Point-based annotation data
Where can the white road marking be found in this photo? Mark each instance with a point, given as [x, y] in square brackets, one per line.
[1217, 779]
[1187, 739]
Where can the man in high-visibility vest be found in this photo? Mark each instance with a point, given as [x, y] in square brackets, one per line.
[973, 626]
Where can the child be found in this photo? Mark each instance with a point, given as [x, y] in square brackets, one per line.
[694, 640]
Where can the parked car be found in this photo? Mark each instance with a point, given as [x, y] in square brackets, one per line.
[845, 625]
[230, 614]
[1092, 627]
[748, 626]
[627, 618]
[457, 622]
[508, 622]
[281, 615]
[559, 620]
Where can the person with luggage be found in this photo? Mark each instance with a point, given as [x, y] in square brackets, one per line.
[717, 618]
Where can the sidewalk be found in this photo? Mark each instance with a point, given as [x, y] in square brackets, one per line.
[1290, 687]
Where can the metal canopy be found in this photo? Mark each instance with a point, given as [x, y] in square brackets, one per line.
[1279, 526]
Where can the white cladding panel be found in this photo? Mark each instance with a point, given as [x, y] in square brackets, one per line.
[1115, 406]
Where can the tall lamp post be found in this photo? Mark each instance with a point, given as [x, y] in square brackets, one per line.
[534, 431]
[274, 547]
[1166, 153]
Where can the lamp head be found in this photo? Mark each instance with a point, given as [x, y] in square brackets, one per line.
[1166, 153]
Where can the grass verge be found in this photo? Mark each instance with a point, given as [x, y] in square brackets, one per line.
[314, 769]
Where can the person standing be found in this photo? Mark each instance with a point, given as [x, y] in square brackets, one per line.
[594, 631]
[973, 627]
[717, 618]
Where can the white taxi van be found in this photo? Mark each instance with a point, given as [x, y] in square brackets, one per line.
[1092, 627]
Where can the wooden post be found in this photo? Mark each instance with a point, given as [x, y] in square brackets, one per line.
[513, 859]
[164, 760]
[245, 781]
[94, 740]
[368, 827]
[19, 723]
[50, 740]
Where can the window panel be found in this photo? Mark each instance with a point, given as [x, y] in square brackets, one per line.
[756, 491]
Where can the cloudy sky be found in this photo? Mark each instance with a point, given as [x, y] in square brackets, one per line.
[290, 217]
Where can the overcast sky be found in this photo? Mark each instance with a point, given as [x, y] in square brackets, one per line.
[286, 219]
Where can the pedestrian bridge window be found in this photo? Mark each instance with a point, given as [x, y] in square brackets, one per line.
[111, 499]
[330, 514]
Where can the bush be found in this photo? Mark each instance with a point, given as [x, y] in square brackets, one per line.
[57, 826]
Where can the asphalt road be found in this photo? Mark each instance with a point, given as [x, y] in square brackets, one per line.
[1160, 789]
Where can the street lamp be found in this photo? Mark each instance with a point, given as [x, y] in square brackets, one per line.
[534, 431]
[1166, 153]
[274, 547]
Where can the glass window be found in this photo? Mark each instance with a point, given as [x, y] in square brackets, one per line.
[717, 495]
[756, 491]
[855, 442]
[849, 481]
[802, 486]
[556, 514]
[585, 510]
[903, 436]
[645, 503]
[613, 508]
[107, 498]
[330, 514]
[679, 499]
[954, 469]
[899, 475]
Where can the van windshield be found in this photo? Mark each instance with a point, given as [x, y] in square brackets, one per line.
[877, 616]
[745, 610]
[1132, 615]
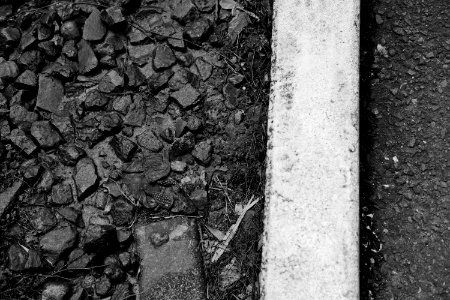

SHORT PROBLEM> Tally the lines of the records that contain the string "person", and give only the number.

FULL OUTPUT> 2